Your objective:
Write out everything from the start of the entries down to the line containing "box: [46, 150, 254, 288]", both ends included, copying every line exactly. Leave the pictures out.

(Supplied material Opens)

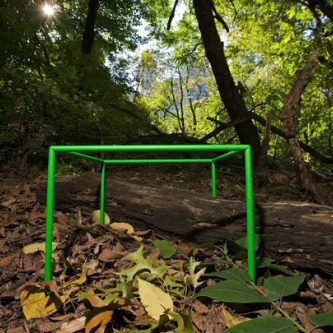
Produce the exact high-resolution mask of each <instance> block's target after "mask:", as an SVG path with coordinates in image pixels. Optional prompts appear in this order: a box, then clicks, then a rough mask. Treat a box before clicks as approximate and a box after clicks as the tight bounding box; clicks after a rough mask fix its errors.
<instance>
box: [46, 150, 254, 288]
mask: <svg viewBox="0 0 333 333" xmlns="http://www.w3.org/2000/svg"><path fill="white" fill-rule="evenodd" d="M152 151H155V152H156V151H164V152H166V151H170V152H171V151H172V152H175V151H224V152H225V151H227V153H224V154H222V155H220V156H218V157H215V158H210V159H209V158H202V159H200V158H199V159H194V158H193V159H184V158H179V159H111V160H110V159H105V160H103V159H100V158H97V157H93V156H90V155H87V154H83V153H82V152H84V153H86V152H152ZM239 152H244V157H245V158H244V160H245V188H246V189H245V191H246V220H247V243H248V244H247V245H248V246H247V250H248V271H249V275H250V276H251V278H252V281H253V282H255V256H254V252H255V251H254V218H253V193H252V192H253V191H252V160H251V147H250V146H249V145H136V146H51V147H50V148H49V161H48V179H47V200H46V240H45V242H46V245H45V276H44V280H45V281H50V280H51V279H52V238H53V235H52V229H53V201H54V177H55V164H56V153H65V154H68V155H71V156H76V157H80V158H83V159H86V160H90V161H94V162H98V163H100V164H101V165H102V171H101V186H100V189H101V190H100V211H101V214H100V223H101V224H104V209H105V205H104V201H105V169H106V165H107V164H138V163H210V164H211V175H212V178H211V180H212V197H213V198H215V197H216V162H218V161H219V160H221V159H223V158H226V157H229V156H231V155H234V154H237V153H239Z"/></svg>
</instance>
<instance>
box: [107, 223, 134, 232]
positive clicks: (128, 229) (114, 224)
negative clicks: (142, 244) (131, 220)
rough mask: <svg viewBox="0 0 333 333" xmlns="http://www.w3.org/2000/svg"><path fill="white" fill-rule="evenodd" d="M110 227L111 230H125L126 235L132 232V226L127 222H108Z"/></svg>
mask: <svg viewBox="0 0 333 333" xmlns="http://www.w3.org/2000/svg"><path fill="white" fill-rule="evenodd" d="M110 227H111V228H112V229H113V230H120V231H125V232H126V233H127V234H128V235H132V234H134V228H133V227H132V226H131V225H130V224H129V223H125V222H113V223H111V224H110Z"/></svg>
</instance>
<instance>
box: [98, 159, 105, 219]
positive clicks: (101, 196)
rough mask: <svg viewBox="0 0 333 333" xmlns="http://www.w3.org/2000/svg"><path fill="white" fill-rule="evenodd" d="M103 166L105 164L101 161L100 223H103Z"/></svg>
mask: <svg viewBox="0 0 333 333" xmlns="http://www.w3.org/2000/svg"><path fill="white" fill-rule="evenodd" d="M105 168H106V164H105V163H103V165H102V172H101V186H100V188H101V193H100V204H99V209H100V222H99V223H100V224H104V218H105V215H104V211H105Z"/></svg>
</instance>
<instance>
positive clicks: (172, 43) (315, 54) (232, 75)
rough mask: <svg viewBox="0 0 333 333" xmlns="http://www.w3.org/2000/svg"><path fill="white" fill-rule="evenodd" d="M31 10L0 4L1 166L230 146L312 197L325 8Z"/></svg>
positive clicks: (323, 122)
mask: <svg viewBox="0 0 333 333" xmlns="http://www.w3.org/2000/svg"><path fill="white" fill-rule="evenodd" d="M45 4H46V3H45V2H43V1H33V0H15V1H8V0H4V1H2V2H1V4H0V7H1V14H0V15H1V30H0V40H1V41H2V43H1V45H2V52H1V55H0V96H1V103H0V112H1V117H0V128H1V133H2V135H1V138H0V161H1V162H4V163H6V162H7V163H8V162H9V163H12V164H14V165H15V167H20V168H26V167H30V168H31V167H32V168H34V167H35V168H40V167H45V166H46V156H47V148H48V147H49V146H50V145H59V144H134V143H143V144H144V143H149V144H155V143H192V142H193V143H210V144H214V143H229V144H230V143H239V142H241V143H246V144H251V146H252V152H253V159H254V165H255V166H257V167H258V168H259V169H263V168H265V167H266V164H267V155H268V156H269V159H268V161H269V162H270V163H272V161H273V164H274V163H275V164H278V163H279V162H281V161H283V162H282V163H283V164H286V163H287V161H288V160H290V159H292V160H293V161H294V162H295V164H296V167H297V168H298V172H297V177H298V180H299V183H300V184H301V186H302V187H303V188H304V189H305V190H307V191H309V192H312V193H314V194H315V196H316V197H318V193H320V191H318V189H317V188H316V185H315V184H314V181H313V179H312V176H311V168H312V169H315V170H317V171H318V170H319V171H321V172H322V171H324V172H326V173H327V171H329V170H330V169H331V164H332V163H333V157H332V155H333V145H332V136H333V131H332V122H333V109H332V89H333V88H332V71H333V48H332V37H333V24H332V19H333V3H331V2H330V1H325V0H307V1H291V0H286V1H266V0H256V1H251V0H250V1H248V0H247V1H241V0H230V1H219V0H216V1H214V3H213V2H212V1H211V0H193V1H179V0H176V1H175V2H174V3H173V2H170V1H169V0H161V1H151V0H135V1H127V0H122V1H99V0H89V1H75V0H73V1H63V0H58V1H54V2H50V3H49V4H48V5H50V6H52V8H53V10H54V13H53V14H52V15H47V14H46V13H45V11H44V10H43V6H45ZM305 89H306V90H305ZM64 163H65V162H64ZM65 164H66V163H65ZM319 201H320V200H319Z"/></svg>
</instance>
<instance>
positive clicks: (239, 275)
mask: <svg viewBox="0 0 333 333" xmlns="http://www.w3.org/2000/svg"><path fill="white" fill-rule="evenodd" d="M205 276H214V277H218V278H221V279H226V280H232V281H238V282H247V281H251V280H252V279H251V277H250V275H249V274H248V272H247V271H245V270H244V269H240V268H229V269H226V270H223V271H220V272H213V273H207V274H205Z"/></svg>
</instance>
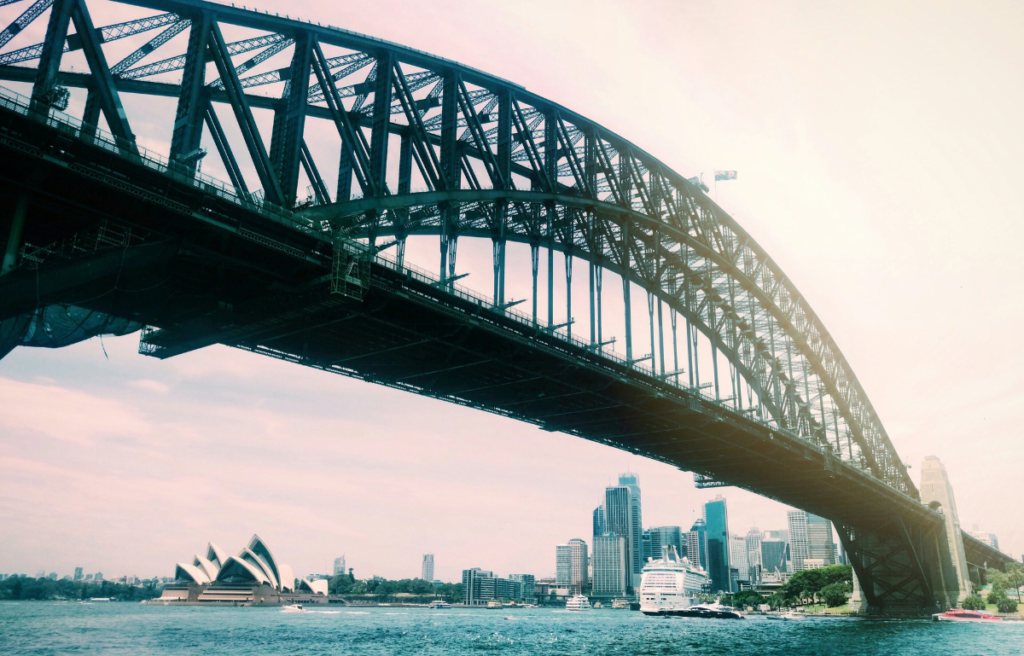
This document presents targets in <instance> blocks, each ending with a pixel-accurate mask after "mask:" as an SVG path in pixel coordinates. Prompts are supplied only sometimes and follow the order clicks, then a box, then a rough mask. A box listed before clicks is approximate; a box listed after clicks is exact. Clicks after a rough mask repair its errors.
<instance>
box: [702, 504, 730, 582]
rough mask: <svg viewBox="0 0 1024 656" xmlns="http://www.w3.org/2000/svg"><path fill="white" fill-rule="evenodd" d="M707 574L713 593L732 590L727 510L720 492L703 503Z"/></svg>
mask: <svg viewBox="0 0 1024 656" xmlns="http://www.w3.org/2000/svg"><path fill="white" fill-rule="evenodd" d="M705 522H706V523H707V531H708V532H707V534H706V537H705V541H706V542H707V544H708V548H707V549H708V556H707V558H708V575H709V577H710V578H711V588H712V592H714V593H719V592H721V593H729V592H732V584H731V580H730V579H731V577H730V575H729V563H730V562H731V559H730V558H729V546H730V544H729V511H728V508H727V507H726V502H725V498H723V496H722V495H721V494H719V495H718V496H716V497H715V498H714V499H712V500H710V501H708V502H707V504H705Z"/></svg>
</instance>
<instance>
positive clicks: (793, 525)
mask: <svg viewBox="0 0 1024 656" xmlns="http://www.w3.org/2000/svg"><path fill="white" fill-rule="evenodd" d="M786 517H787V518H788V520H790V554H791V558H793V571H795V572H799V571H800V570H802V569H804V568H805V565H804V561H806V560H807V559H808V558H810V557H811V552H810V550H809V549H808V545H807V513H805V512H804V511H790V512H788V513H787V514H786Z"/></svg>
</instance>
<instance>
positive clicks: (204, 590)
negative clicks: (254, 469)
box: [94, 535, 329, 604]
mask: <svg viewBox="0 0 1024 656" xmlns="http://www.w3.org/2000/svg"><path fill="white" fill-rule="evenodd" d="M94 580H96V581H99V580H102V574H101V573H98V572H97V573H96V575H95V577H94ZM129 580H131V581H134V580H136V577H135V576H130V577H125V581H126V582H128V581H129ZM328 587H329V582H328V579H327V577H326V575H322V577H321V578H314V577H309V578H307V579H302V580H298V579H296V577H295V575H294V573H293V572H292V568H291V567H290V566H289V565H287V564H285V563H279V562H278V560H276V559H275V558H274V556H273V554H272V553H271V552H270V549H269V548H268V546H267V545H266V543H265V542H264V541H263V540H262V539H261V538H260V537H259V535H253V536H252V538H251V539H250V540H249V543H248V544H246V546H245V548H243V549H242V551H240V552H239V553H238V555H237V556H227V555H226V554H225V553H224V552H223V551H222V550H221V549H220V548H218V546H217V545H216V544H214V543H213V542H209V543H208V544H207V548H206V552H205V554H204V555H202V556H201V555H199V554H197V555H196V556H194V557H193V560H191V563H188V562H182V563H178V564H177V565H176V566H175V568H174V582H173V583H171V584H168V585H166V586H165V587H164V594H163V597H161V601H163V602H188V603H191V602H199V603H205V602H210V603H230V604H239V603H248V604H275V603H284V602H287V603H294V602H309V603H314V602H317V601H321V602H323V603H326V601H327V599H326V598H327V595H328ZM317 597H319V598H321V599H316V598H317Z"/></svg>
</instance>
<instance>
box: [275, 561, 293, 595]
mask: <svg viewBox="0 0 1024 656" xmlns="http://www.w3.org/2000/svg"><path fill="white" fill-rule="evenodd" d="M279 571H281V580H280V581H278V582H279V583H280V584H281V592H283V593H294V592H295V574H294V573H292V567H291V566H290V565H285V564H282V565H280V570H279Z"/></svg>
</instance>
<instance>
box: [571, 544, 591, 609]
mask: <svg viewBox="0 0 1024 656" xmlns="http://www.w3.org/2000/svg"><path fill="white" fill-rule="evenodd" d="M589 566H590V559H589V558H588V556H587V542H585V541H584V540H582V539H580V538H579V537H574V538H572V539H570V540H569V585H570V586H571V587H572V589H573V591H574V592H575V593H578V594H580V595H582V594H583V591H584V589H586V588H588V587H590V577H589V576H588V571H587V570H588V569H589Z"/></svg>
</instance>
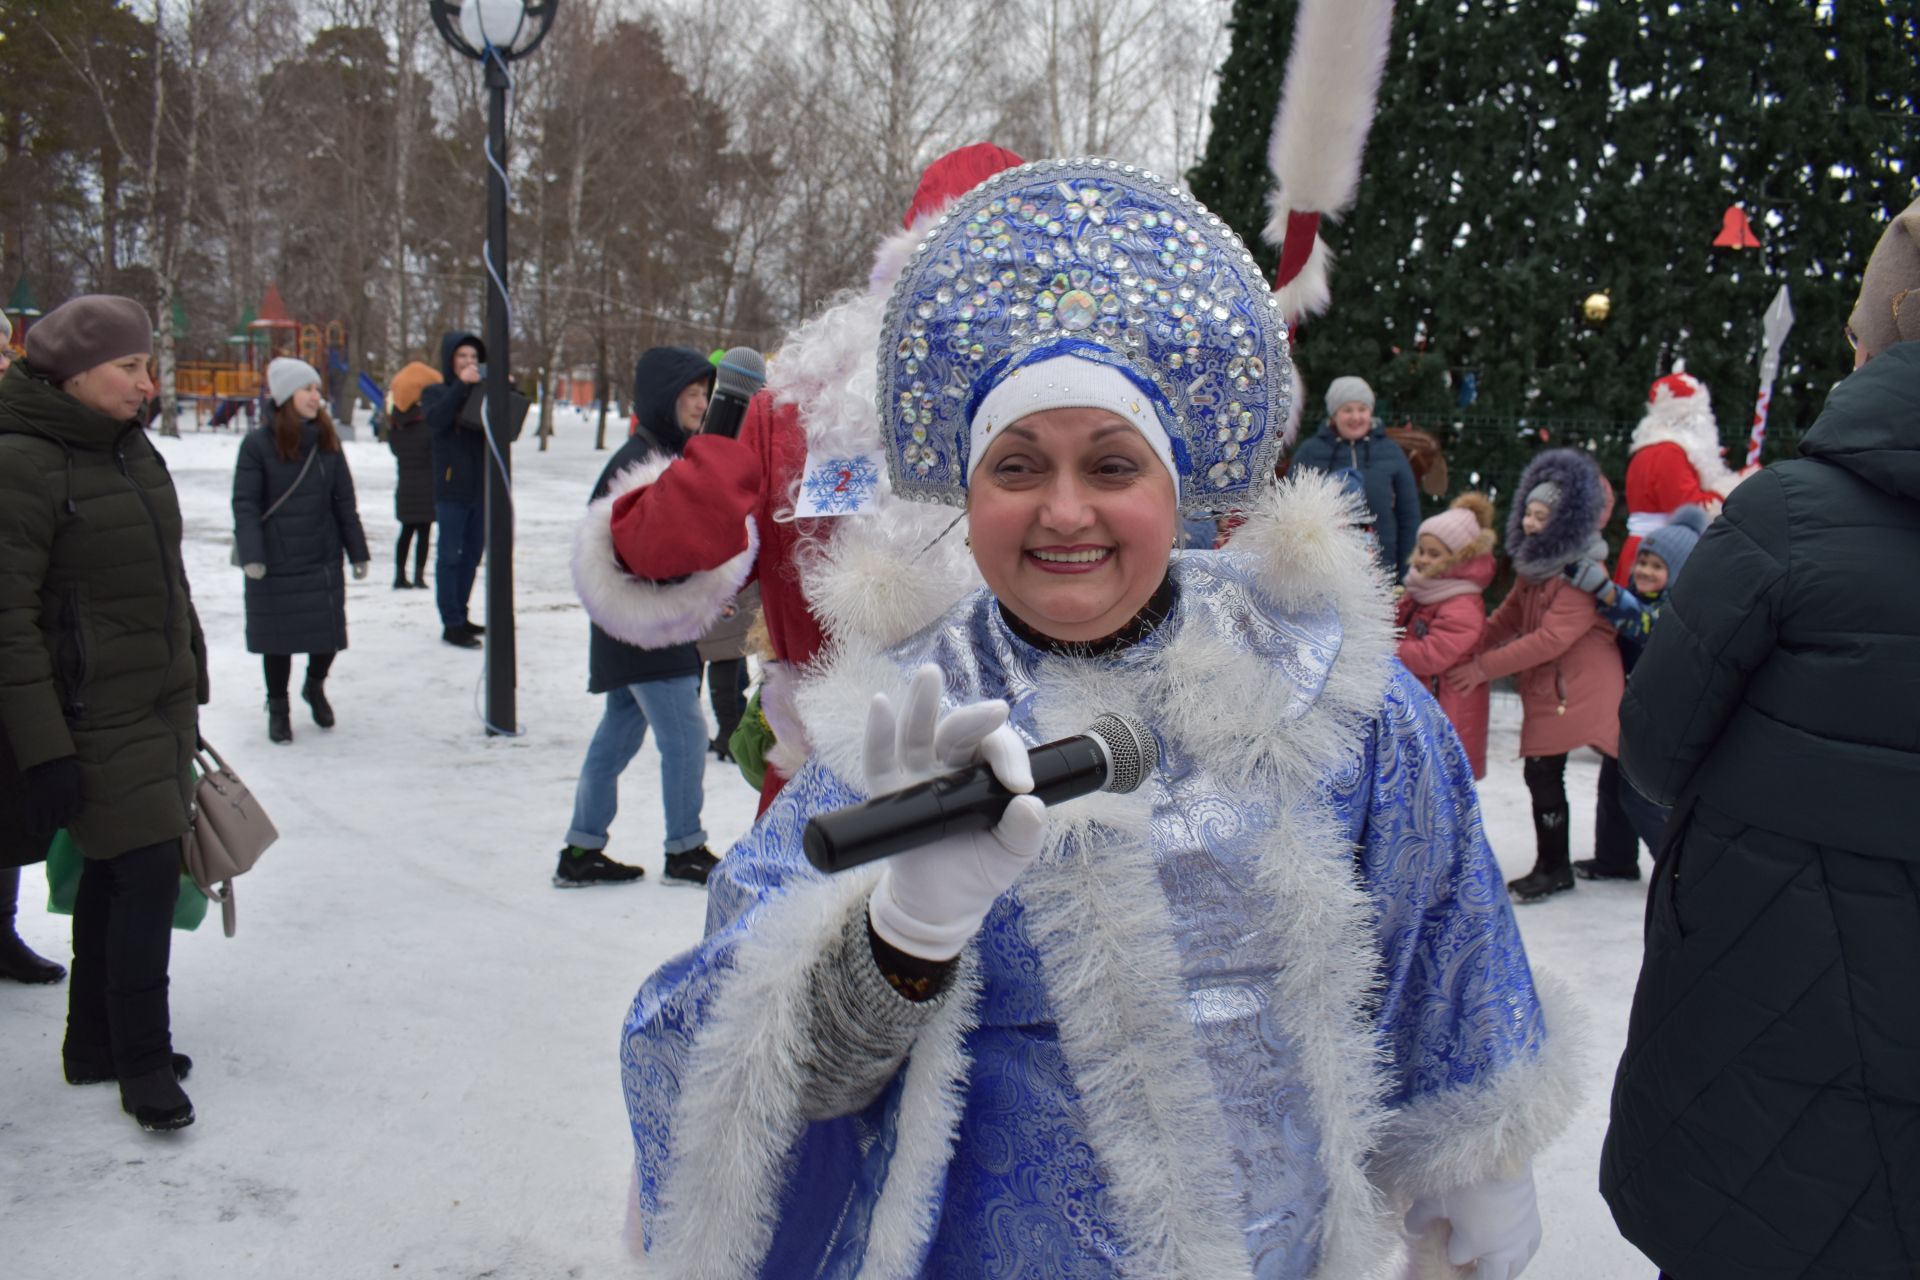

(Supplied material Closes)

Solution to the problem:
Produce the exact high-resolution mask of each <instance> block's target after "mask:", as an SVG path with coordinates in image pixels. Optional prompts appear in this order: a box, then clicks, then a rough mask. Treat a box before clicks as approximate and a box after clicks as the tight bounding box; clicks after a rough mask fix its errors.
<instance>
box: [46, 150, 254, 288]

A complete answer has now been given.